Instructions for the task
Write out each line of the material again, word for word.

=== Begin Enclosure ===

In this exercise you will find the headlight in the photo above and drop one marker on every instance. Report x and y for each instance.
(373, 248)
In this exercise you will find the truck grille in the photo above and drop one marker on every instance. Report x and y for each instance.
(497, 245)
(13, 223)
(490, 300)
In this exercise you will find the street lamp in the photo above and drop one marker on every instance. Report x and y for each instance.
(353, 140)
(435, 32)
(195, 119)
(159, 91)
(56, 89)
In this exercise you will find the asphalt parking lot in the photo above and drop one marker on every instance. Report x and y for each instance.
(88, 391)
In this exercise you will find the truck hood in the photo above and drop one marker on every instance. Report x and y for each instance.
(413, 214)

=== End Enclosure ===

Answer for the task
In this exercise you will find the headlight in the photo above and drop one marker on every instance. Report x and y for each instance.
(373, 248)
In this exercise you will find the truck grille in the photo above and drop one marker on every instance. Report x and y for each instance.
(497, 245)
(13, 223)
(490, 300)
In this exercise you will find the street lamp in the photo above and drop one marker on every instance. Report x and y for each instance.
(353, 140)
(435, 32)
(195, 119)
(159, 91)
(56, 89)
In this exercise you will find the asphalt parking lot in the photo above and drop one marker on every instance. Report x and y for each instance.
(88, 391)
In this exercise you will find the truck hood in the photo above and drop one marker on every instance. Report x and y for each instance.
(413, 214)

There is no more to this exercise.